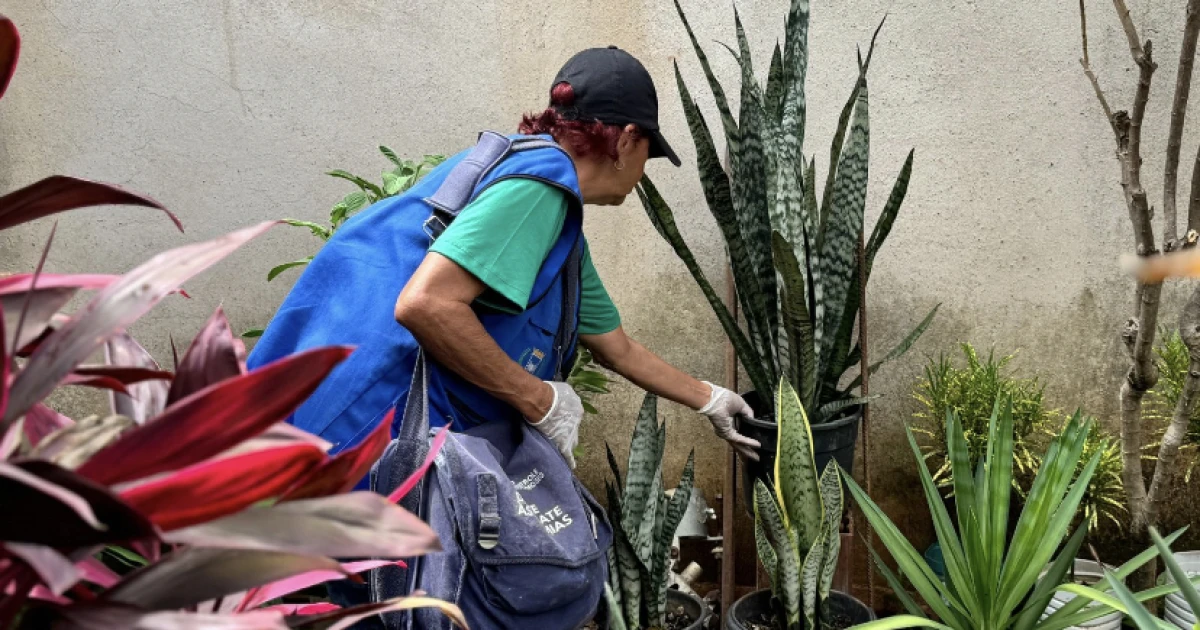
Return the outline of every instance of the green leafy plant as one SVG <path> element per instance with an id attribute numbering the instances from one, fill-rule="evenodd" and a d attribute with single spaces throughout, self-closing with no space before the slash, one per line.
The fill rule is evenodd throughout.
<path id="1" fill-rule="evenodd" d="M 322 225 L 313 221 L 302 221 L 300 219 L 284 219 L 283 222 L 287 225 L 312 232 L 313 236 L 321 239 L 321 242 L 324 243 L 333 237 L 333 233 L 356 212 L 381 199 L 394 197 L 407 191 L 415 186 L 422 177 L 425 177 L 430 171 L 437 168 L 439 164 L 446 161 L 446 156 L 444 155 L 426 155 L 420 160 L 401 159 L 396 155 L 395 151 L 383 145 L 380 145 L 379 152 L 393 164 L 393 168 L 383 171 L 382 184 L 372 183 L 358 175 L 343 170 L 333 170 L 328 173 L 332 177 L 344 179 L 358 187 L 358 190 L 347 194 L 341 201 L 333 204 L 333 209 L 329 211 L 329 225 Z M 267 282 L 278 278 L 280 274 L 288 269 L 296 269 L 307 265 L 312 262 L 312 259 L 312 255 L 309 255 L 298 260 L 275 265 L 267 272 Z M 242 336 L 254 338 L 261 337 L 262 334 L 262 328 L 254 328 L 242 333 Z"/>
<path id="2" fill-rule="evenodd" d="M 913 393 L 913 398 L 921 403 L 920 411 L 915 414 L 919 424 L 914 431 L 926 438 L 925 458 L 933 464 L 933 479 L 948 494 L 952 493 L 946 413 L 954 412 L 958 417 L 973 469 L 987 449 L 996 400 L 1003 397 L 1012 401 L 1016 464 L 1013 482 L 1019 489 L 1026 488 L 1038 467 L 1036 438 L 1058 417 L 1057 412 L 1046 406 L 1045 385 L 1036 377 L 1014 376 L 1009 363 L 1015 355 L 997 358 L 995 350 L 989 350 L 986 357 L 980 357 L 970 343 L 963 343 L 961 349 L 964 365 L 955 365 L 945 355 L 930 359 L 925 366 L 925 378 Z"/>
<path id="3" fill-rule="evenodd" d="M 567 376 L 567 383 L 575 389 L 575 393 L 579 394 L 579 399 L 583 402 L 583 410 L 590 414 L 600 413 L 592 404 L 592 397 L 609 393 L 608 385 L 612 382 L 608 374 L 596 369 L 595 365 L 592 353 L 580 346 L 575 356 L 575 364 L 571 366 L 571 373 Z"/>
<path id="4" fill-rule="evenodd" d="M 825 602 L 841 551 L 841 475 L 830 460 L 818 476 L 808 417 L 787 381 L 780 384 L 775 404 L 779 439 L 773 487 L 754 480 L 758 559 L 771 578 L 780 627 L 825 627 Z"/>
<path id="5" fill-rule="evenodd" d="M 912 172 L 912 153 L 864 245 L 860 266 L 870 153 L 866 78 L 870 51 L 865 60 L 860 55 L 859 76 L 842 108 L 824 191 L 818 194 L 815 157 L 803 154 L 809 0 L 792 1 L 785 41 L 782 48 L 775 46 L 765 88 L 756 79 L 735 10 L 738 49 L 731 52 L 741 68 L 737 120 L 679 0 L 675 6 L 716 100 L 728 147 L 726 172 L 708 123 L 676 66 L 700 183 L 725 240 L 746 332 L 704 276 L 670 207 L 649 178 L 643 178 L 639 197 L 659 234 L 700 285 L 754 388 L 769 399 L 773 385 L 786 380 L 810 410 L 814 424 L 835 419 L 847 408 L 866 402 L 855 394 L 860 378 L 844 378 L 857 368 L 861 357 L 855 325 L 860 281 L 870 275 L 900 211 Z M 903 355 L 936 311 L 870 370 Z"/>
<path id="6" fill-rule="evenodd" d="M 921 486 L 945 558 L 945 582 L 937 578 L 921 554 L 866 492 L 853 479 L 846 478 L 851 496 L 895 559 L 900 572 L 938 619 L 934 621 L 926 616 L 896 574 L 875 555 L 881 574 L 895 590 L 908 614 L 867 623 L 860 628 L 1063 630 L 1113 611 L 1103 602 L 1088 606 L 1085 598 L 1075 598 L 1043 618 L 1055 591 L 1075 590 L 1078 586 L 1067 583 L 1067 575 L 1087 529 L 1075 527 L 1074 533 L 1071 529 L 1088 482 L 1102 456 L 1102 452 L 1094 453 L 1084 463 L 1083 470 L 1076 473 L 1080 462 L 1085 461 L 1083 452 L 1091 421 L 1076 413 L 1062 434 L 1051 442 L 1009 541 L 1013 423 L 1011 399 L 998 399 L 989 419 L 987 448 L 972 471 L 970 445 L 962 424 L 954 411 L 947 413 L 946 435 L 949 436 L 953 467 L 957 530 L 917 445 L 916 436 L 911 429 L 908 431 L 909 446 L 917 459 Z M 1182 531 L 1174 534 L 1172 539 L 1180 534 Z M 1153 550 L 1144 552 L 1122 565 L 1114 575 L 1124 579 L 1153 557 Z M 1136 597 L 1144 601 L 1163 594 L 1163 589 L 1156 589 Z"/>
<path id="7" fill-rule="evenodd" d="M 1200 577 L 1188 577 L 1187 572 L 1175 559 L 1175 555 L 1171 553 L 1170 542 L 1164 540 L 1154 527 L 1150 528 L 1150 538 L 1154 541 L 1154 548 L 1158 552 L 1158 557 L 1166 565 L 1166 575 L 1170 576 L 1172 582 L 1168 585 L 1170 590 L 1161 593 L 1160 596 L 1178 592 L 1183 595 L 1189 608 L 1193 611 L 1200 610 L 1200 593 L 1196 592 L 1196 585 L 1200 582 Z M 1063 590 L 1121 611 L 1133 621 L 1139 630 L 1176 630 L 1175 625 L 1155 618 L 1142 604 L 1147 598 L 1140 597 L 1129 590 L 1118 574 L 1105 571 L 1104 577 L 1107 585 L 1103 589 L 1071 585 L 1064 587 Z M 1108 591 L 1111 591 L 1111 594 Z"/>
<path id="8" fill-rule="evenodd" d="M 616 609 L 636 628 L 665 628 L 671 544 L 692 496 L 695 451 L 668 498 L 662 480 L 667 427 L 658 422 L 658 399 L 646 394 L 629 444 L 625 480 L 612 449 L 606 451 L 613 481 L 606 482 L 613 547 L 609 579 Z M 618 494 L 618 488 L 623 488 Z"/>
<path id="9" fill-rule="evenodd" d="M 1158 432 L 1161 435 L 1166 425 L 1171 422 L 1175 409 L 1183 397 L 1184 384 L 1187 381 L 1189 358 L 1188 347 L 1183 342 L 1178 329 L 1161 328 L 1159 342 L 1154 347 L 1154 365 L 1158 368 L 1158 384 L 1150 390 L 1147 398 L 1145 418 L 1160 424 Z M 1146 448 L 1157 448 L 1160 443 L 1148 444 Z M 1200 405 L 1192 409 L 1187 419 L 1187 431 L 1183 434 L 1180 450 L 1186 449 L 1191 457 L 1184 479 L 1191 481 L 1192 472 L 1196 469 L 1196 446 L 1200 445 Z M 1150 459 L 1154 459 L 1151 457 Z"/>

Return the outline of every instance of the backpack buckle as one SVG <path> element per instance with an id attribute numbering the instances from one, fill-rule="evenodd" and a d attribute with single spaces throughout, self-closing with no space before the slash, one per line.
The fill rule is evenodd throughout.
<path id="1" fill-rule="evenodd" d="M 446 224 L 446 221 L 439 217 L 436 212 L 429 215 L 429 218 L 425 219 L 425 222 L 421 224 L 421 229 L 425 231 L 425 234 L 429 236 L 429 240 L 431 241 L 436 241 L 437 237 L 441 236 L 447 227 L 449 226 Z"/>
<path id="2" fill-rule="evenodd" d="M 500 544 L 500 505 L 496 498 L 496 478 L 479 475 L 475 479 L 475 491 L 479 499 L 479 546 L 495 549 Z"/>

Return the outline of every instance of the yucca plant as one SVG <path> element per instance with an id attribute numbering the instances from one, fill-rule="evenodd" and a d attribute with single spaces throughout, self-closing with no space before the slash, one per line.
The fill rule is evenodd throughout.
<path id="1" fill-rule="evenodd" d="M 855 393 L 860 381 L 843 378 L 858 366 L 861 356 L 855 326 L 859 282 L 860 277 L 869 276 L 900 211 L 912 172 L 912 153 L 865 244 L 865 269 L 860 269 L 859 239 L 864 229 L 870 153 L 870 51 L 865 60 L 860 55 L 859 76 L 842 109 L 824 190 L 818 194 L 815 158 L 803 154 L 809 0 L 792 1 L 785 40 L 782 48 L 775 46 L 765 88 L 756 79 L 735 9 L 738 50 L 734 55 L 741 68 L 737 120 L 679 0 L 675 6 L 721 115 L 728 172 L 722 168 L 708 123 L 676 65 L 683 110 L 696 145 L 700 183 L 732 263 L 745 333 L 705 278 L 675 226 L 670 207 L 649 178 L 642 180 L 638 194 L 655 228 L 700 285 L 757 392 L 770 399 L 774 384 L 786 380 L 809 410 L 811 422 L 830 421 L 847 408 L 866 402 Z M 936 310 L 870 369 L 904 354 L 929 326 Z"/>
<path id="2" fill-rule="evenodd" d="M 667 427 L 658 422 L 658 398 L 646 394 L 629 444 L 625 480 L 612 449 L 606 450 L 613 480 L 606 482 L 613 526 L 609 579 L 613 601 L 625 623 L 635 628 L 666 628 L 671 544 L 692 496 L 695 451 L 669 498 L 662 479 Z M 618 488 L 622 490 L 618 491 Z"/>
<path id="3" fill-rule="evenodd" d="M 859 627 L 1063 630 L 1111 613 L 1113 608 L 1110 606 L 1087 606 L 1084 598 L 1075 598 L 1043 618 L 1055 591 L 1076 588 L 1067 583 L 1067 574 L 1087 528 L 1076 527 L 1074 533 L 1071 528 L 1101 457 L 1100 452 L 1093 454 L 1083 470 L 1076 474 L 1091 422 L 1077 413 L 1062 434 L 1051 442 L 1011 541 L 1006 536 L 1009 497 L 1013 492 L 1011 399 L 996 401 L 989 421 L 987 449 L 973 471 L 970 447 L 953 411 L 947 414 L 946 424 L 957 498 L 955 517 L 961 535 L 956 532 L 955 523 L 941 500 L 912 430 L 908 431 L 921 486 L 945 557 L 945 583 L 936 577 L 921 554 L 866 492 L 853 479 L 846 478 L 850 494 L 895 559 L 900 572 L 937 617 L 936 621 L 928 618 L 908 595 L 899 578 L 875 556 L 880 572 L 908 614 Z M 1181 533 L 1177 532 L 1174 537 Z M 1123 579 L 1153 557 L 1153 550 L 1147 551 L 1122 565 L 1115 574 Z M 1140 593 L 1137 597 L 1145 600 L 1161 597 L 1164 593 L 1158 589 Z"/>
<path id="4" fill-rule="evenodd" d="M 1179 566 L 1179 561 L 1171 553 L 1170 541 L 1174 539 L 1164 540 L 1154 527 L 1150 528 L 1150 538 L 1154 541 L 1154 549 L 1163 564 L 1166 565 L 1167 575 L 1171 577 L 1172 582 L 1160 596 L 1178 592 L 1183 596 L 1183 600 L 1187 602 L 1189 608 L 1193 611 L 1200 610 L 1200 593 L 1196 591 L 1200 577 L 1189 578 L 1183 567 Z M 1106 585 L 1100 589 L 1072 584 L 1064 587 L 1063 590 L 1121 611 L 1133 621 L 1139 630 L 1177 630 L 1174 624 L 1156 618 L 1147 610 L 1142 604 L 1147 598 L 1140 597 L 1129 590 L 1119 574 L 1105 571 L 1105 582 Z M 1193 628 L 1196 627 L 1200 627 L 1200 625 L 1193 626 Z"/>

--*--

● **Work instruction**
Copy out each line of the listing where the string "plant" appears.

● **Output for this task**
Return the outline of every instance of the green leafy plant as one SVG <path> element per instance with an id attribute numbering the instances from one, fill-rule="evenodd" and a d attribute with single spaces throughout, self-closing with no space before the slash, one per line.
Return the outline of every instance of the yucca plant as one SVG <path> element per instance with an id attribute numbering the instances from one, fill-rule="evenodd" and a d attribute with single spaces throughout, self-closing with no space before the slash, one per line.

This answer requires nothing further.